### TASK OBJECTIVE
Reproduce, without any change, the stretch of the records below that begins with the line containing "Place one point per instance of the paddle." and continues to the final line of the records, including both.

### DATA SECTION
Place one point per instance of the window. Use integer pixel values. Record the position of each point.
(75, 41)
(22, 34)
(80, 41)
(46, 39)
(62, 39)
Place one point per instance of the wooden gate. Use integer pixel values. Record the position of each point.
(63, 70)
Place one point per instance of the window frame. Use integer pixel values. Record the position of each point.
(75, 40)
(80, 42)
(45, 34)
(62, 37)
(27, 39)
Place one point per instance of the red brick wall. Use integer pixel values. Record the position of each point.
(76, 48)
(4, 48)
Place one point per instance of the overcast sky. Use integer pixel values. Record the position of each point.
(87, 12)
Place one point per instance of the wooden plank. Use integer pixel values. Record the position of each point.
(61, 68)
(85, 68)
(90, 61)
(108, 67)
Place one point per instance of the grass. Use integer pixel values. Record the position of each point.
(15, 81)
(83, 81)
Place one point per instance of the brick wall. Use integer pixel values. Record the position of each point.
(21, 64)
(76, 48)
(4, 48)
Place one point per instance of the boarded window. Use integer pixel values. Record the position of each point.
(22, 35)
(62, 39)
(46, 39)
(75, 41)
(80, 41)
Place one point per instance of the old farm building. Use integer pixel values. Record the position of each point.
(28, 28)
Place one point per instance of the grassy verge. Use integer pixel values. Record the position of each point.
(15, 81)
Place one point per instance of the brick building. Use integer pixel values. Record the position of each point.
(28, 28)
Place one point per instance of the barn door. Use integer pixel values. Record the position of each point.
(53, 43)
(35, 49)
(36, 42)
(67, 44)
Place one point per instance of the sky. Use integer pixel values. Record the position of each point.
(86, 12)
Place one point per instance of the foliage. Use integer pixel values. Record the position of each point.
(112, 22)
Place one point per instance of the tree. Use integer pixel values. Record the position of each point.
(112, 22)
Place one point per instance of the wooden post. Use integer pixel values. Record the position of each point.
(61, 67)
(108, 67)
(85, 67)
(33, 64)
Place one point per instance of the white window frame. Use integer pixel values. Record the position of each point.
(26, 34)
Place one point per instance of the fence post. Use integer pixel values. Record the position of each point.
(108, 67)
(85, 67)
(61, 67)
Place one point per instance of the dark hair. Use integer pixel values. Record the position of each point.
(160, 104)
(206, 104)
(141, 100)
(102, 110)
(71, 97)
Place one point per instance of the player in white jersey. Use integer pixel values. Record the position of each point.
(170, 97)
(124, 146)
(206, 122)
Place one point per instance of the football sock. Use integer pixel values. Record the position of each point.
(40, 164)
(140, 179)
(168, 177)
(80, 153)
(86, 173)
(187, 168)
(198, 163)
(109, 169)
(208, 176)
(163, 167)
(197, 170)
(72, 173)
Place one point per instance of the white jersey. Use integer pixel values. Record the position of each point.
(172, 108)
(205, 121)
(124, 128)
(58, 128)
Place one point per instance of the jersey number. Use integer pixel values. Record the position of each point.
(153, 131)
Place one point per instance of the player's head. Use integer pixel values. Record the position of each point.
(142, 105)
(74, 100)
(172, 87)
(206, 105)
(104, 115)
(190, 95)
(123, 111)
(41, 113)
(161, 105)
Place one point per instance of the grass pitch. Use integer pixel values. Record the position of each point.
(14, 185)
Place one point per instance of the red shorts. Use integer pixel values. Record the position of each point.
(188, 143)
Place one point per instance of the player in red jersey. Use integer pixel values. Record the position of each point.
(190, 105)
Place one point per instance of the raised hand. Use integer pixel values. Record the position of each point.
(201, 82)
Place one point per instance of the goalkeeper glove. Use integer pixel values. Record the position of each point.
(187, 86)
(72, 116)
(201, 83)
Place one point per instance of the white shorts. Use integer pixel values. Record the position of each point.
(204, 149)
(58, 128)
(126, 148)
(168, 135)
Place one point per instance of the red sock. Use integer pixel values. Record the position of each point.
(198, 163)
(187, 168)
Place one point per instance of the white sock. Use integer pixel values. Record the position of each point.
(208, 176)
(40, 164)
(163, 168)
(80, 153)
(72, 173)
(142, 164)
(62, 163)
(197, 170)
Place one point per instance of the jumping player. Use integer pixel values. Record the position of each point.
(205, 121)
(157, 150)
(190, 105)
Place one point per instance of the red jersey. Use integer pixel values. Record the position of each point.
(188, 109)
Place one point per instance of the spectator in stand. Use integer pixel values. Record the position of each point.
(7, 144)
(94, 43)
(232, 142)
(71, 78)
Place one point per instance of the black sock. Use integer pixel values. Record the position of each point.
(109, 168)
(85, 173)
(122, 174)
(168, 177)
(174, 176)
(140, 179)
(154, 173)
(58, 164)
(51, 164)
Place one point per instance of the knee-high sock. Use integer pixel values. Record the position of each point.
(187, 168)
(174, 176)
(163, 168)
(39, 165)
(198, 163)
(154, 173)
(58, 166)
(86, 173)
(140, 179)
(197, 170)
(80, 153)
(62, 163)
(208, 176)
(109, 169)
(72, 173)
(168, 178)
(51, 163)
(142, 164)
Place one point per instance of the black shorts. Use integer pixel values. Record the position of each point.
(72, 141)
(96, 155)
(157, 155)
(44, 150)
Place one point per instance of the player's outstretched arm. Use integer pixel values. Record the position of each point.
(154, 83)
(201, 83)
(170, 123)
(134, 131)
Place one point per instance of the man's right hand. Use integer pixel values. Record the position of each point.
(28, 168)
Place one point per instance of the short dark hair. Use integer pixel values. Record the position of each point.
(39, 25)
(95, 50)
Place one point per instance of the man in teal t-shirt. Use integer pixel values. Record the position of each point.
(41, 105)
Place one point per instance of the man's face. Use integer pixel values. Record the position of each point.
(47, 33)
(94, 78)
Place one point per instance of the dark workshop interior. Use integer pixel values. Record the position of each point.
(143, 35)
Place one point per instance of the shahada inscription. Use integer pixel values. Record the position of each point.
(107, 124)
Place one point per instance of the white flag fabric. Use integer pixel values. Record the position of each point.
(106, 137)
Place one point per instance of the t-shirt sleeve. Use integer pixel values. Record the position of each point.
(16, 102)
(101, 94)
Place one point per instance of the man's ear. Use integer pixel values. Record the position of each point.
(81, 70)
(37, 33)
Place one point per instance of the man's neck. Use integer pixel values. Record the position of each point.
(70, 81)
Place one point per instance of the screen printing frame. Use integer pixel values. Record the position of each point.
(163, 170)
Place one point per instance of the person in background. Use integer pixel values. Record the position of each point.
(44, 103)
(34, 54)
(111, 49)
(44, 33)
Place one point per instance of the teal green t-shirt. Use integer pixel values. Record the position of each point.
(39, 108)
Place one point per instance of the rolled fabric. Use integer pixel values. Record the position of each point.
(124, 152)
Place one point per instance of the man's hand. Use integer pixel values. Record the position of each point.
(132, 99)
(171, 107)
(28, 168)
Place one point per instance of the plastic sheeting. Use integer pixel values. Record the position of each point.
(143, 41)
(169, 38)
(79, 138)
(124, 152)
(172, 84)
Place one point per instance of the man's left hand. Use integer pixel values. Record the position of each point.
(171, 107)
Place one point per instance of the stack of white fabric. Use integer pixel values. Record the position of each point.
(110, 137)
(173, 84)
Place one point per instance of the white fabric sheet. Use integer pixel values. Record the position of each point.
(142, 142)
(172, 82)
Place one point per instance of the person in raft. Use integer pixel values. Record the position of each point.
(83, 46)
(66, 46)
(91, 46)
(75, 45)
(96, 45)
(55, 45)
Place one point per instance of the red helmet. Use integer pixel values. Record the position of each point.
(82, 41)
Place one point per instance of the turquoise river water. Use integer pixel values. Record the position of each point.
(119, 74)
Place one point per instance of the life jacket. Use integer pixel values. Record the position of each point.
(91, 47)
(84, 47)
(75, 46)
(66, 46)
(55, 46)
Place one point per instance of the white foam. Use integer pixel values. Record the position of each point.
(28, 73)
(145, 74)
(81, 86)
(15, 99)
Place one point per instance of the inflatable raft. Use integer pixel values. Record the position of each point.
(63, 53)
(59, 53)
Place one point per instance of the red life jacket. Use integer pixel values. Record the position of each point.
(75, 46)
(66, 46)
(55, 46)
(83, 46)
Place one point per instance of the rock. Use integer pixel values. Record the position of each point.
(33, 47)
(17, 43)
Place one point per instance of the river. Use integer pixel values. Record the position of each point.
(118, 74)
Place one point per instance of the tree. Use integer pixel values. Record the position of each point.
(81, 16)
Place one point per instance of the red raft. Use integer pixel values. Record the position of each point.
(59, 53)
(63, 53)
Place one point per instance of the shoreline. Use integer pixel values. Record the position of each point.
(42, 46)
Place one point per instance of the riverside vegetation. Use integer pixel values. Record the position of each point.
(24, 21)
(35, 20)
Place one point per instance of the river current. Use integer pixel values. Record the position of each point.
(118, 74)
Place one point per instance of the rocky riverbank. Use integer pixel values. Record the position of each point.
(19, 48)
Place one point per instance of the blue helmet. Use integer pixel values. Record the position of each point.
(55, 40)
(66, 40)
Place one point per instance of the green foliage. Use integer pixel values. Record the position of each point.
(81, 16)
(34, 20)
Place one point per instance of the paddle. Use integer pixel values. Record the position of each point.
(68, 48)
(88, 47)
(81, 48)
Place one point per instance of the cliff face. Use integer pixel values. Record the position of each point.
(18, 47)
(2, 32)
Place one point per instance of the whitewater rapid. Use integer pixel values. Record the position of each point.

### ANSWER TO THE EXERCISE
Place one point per instance of the paddle. Use integer pixel values. Record the position of each point.
(68, 48)
(88, 47)
(81, 48)
Place one point per instance of the cliff face. Use integer pixel values. Record the position of each point.
(18, 47)
(2, 32)
Place one point per instance of the whitewater rapid. Use integer pixel values. Record the position of each point.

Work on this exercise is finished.